• **Required work**
Beginning at the line that contains "For each instance of the woman's nose, drop", transcribe the remaining lines of the listing exactly; include the final line and omit everything before.

--- BEGIN Supplied data ---

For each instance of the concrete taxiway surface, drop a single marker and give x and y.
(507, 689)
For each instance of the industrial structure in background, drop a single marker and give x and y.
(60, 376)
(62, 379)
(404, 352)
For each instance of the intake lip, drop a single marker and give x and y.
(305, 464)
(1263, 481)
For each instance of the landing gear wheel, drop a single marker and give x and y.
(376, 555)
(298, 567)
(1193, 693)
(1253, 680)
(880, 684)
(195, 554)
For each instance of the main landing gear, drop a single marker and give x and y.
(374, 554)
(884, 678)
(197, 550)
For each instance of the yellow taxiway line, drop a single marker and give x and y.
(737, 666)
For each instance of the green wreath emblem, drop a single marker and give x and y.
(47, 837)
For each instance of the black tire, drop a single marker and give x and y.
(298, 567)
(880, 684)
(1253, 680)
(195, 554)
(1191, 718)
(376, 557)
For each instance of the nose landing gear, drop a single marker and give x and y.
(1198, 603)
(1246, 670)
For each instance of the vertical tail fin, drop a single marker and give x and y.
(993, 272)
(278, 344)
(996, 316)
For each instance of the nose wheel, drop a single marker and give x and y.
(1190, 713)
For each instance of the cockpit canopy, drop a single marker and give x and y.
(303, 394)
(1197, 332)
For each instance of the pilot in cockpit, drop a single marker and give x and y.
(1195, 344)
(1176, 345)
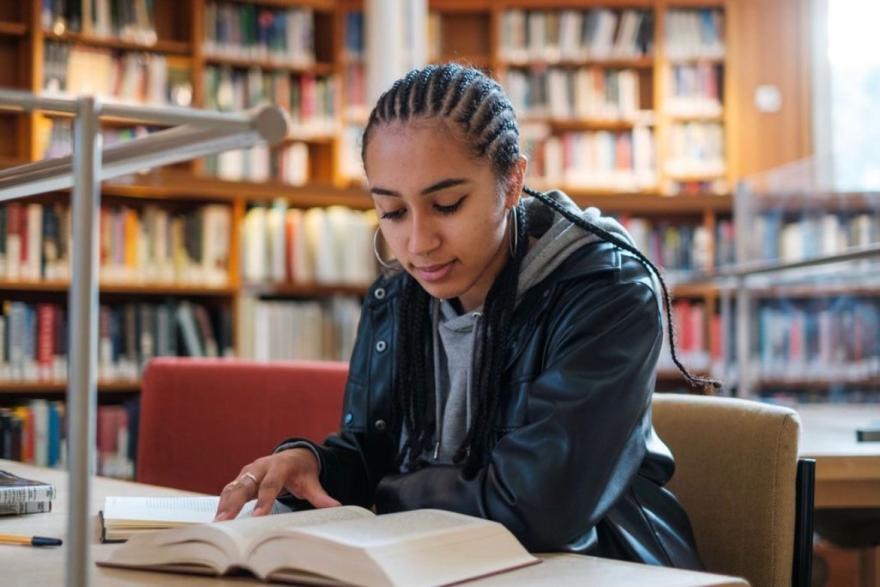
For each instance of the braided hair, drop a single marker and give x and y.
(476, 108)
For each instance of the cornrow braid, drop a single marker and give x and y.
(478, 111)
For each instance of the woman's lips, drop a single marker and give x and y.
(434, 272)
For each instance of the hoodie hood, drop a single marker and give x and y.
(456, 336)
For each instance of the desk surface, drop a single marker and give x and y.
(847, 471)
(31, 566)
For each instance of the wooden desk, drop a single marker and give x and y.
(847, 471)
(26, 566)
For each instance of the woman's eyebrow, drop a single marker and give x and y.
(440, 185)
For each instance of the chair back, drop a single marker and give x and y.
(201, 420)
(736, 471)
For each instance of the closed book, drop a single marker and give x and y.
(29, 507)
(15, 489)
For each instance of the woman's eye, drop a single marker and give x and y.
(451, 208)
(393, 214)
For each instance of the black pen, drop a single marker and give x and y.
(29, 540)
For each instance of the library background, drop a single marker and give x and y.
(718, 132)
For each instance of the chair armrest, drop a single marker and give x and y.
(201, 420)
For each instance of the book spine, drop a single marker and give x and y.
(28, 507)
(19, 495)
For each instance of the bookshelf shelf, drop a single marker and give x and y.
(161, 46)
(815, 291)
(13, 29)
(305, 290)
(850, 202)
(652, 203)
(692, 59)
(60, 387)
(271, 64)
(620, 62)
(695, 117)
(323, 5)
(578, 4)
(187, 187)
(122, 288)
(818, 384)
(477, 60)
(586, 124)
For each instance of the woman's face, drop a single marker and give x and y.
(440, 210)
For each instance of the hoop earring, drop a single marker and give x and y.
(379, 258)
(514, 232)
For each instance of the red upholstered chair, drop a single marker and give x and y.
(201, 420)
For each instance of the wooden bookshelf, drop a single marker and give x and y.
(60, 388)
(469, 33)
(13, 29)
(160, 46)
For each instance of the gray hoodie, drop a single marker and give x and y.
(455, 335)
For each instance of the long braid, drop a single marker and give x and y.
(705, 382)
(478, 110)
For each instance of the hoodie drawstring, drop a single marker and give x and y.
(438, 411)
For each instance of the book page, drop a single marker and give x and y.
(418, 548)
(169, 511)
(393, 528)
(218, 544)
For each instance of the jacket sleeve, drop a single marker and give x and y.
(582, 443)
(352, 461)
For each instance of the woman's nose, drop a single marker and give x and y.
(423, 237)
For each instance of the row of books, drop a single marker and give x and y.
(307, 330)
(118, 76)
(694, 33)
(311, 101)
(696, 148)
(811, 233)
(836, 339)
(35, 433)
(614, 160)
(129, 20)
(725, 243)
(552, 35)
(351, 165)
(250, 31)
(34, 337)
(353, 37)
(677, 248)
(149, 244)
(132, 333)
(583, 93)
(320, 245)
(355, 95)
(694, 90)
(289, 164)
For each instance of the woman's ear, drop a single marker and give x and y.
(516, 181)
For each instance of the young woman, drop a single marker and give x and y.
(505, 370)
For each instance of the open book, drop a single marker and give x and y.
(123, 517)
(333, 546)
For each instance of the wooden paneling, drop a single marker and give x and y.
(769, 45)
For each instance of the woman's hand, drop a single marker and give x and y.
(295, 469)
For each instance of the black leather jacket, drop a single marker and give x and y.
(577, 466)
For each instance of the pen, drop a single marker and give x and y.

--- END Supplied data ---

• **Final result**
For each instance of the woman's nose, drop a single marker and give x and y.
(423, 237)
For each instance of the row of books, drop a single marker and give x and y.
(307, 330)
(118, 76)
(694, 33)
(311, 101)
(696, 148)
(811, 233)
(836, 339)
(35, 433)
(614, 160)
(129, 20)
(725, 243)
(552, 35)
(351, 165)
(250, 31)
(34, 337)
(353, 37)
(677, 248)
(149, 244)
(132, 333)
(583, 93)
(320, 245)
(355, 95)
(694, 90)
(289, 164)
For each instance of the woman's ear, drop a single marker and give x and y.
(516, 181)
For each instance of the young woman, drop a single marker and give x and y.
(505, 370)
For each instance of the open book, drop a single marker and give x and y.
(123, 517)
(333, 546)
For each instance of the wooden paneling, drop a single marker and give x and y.
(769, 45)
For each instance of the woman's hand, drop a single marker and give x and y.
(295, 469)
For each instance of the black leather jacket, drop a single marker and give x and y.
(577, 466)
For each instance of the pen, drop a single marker and give x and y.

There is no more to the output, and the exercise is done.